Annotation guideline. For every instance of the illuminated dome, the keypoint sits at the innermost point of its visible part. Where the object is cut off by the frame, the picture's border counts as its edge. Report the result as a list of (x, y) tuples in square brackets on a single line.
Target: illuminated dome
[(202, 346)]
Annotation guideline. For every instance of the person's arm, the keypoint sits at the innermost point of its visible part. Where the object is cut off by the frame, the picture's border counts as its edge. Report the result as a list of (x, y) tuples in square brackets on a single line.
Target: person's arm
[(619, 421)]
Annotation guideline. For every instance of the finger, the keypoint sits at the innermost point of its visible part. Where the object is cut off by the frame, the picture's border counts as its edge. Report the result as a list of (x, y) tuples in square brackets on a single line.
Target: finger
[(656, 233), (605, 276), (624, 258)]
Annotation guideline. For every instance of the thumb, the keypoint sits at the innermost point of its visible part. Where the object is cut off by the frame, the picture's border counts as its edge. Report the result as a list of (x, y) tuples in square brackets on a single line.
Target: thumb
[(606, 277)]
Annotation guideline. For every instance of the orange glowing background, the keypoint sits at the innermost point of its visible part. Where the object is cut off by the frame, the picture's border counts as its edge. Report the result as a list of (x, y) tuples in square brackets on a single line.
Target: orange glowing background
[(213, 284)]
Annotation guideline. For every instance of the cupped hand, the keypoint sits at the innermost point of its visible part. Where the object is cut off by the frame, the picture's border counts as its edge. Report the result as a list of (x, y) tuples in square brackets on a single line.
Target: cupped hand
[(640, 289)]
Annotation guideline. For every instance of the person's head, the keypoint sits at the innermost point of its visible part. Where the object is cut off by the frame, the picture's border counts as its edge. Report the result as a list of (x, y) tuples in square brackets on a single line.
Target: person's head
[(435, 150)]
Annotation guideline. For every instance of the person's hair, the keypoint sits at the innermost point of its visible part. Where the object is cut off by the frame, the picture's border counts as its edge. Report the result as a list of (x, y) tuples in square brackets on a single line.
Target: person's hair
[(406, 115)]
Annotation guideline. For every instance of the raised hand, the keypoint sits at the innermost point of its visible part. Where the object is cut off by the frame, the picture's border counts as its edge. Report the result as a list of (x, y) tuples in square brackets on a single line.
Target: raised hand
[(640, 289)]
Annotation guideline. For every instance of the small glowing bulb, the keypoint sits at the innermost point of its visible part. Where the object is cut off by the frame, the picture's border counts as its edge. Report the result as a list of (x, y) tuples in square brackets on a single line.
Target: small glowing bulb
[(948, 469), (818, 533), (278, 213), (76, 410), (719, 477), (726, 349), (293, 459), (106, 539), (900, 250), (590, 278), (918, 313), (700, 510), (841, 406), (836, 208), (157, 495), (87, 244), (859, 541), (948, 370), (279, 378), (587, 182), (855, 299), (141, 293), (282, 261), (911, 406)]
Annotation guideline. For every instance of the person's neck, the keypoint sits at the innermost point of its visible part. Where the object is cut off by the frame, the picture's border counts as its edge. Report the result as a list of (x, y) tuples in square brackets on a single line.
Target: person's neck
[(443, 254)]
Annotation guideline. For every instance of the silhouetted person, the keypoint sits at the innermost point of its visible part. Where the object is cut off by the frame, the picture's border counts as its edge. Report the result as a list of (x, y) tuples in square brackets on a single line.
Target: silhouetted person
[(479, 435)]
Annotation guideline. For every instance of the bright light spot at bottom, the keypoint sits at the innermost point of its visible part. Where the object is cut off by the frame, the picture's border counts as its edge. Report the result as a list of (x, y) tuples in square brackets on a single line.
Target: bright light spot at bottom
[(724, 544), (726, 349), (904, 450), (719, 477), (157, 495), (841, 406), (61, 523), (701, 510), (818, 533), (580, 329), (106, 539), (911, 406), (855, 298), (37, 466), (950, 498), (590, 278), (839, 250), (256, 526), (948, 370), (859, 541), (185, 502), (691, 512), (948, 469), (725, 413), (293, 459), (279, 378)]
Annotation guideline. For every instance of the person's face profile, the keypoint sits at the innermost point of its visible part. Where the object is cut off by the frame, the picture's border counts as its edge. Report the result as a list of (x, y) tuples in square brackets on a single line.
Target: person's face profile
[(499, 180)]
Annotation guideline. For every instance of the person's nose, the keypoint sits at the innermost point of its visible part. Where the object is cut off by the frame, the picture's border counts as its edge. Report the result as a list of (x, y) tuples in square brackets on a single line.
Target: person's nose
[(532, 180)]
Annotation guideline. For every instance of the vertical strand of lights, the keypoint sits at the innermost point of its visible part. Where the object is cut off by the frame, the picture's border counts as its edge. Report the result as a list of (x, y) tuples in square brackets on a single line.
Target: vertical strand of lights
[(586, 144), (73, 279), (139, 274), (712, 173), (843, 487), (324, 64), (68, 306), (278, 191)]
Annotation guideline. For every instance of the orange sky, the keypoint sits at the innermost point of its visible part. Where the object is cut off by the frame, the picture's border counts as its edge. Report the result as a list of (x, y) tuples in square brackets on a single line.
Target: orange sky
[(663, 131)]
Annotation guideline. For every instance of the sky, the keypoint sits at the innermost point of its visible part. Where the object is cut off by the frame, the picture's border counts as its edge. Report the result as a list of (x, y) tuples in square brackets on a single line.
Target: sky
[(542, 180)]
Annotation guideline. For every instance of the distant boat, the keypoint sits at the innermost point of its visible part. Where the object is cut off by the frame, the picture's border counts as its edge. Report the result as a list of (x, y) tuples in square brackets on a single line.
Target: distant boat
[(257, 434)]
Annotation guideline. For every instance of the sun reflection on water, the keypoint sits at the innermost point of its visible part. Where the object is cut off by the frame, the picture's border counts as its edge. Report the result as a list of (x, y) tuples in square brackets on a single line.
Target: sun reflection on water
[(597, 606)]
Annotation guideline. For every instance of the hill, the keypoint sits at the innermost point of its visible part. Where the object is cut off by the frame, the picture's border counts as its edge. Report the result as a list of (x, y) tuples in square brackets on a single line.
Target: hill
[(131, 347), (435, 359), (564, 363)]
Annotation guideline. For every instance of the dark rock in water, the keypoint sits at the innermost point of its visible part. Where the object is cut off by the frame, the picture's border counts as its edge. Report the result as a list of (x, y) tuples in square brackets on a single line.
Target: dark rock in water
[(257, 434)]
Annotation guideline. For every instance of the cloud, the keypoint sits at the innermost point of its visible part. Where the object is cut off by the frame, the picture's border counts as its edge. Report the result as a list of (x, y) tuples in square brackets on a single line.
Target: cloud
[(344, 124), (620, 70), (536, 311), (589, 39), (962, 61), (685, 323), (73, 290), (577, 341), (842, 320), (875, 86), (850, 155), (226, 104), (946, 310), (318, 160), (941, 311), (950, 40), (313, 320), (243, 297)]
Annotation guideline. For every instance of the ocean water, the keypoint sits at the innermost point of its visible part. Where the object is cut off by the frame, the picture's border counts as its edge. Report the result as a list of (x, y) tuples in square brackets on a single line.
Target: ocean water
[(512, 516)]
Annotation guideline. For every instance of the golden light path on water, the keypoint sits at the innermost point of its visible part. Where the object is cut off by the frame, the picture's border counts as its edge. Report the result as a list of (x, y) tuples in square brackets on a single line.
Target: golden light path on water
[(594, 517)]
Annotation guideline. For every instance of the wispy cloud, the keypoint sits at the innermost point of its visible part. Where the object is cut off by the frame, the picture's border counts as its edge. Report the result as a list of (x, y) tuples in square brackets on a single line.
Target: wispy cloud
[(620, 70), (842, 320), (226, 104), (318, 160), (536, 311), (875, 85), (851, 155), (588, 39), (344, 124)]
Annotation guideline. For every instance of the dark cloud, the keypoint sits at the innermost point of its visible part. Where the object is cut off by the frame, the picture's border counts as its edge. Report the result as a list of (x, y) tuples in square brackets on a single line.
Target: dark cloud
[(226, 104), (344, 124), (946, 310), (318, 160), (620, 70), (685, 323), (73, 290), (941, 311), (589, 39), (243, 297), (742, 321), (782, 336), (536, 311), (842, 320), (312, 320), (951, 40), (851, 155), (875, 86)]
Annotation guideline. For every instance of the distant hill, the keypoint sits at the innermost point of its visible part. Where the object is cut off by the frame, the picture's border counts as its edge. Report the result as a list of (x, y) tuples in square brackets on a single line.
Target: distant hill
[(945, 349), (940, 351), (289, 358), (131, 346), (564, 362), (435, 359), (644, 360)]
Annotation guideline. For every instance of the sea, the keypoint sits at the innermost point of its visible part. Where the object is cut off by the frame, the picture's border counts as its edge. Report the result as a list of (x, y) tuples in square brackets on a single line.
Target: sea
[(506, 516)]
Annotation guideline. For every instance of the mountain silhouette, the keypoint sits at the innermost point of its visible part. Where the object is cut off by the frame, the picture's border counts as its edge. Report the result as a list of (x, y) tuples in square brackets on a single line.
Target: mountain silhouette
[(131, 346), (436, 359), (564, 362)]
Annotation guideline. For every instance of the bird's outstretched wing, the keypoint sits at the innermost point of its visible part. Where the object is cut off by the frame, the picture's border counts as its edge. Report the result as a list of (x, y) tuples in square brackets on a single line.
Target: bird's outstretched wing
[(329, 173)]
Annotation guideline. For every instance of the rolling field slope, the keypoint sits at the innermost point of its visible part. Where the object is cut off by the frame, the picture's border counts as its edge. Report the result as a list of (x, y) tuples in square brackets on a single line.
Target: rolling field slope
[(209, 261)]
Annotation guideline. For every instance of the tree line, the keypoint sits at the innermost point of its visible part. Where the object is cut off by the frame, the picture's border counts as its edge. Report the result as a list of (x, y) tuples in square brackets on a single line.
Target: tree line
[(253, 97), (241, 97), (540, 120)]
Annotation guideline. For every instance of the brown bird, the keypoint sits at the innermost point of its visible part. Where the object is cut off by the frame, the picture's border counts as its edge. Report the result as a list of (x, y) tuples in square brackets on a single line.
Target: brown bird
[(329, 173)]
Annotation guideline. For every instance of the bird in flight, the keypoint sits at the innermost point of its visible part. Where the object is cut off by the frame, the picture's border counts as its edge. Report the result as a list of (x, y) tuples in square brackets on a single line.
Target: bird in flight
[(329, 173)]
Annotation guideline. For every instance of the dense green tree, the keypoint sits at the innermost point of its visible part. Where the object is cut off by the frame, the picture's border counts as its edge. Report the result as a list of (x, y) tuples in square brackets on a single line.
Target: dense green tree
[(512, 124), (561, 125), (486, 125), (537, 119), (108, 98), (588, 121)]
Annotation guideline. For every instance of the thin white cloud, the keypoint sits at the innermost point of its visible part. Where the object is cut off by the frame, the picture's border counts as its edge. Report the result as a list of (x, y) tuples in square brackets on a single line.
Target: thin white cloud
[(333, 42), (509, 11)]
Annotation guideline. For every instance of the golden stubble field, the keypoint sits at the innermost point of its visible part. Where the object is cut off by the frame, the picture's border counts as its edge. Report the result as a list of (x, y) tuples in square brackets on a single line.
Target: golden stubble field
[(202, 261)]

········

# WHAT TO WORK ON:
Set down exactly the lines of the data above, beginning with the line that has "Target: thumb" and ending with the line that has "Annotation guideline. For every instance of the small", and no others.

# RESULT OF THIS TASK:
Target: thumb
[(606, 277)]
Annotation guideline. For every instance of the orange glowing background, the keypoint sits at the innermost point of its visible part. Where the object is cut off by the frame, the picture's border counts as its edge. Report the result as a list of (x, y) tuples in square brackets on a single line.
Target: orange glowing background
[(213, 284)]
Annotation guideline. For every instance of the cupped hand, the keypoint sits at the innermost point of its visible part. Where the object is cut off by the frame, the picture's border counts as its edge. Report the result as a list of (x, y) tuples in square brackets on a single line.
Target: cupped hand
[(640, 289)]
Annotation guideline. For every instance of the person's head, the keypoint sits at the innermost point of its visible part. Where the object is cut off by the frame, the picture's border counts as its edge. Report the result as a list of (x, y) tuples in square brackets on a single line.
Target: person's head
[(435, 150)]
Annotation guideline. For every instance of the person's hair, the keypoint sits at the innermost point of its visible part. Where the object is cut off by the frame, the picture's border counts as its edge. Report the result as a list of (x, y) tuples in square brackets on a single line.
Target: person's hair
[(406, 115)]
Annotation guideline. For every instance of the raised hand, the keypoint sits at the innermost point of its visible part. Where the object is cut off by the frame, the picture's border counts as its edge. Report the result as a list of (x, y) tuples in square brackets on a single line.
Target: raised hand
[(640, 289)]
Annotation guideline. For every instance of the small glowing bulb, the keypoint sits at the innermost point of its visible part. Where the object is cut off by the frame, the picture's border counts as its edge. Report the result as a list of (x, y) tuples in square brackets on a single line.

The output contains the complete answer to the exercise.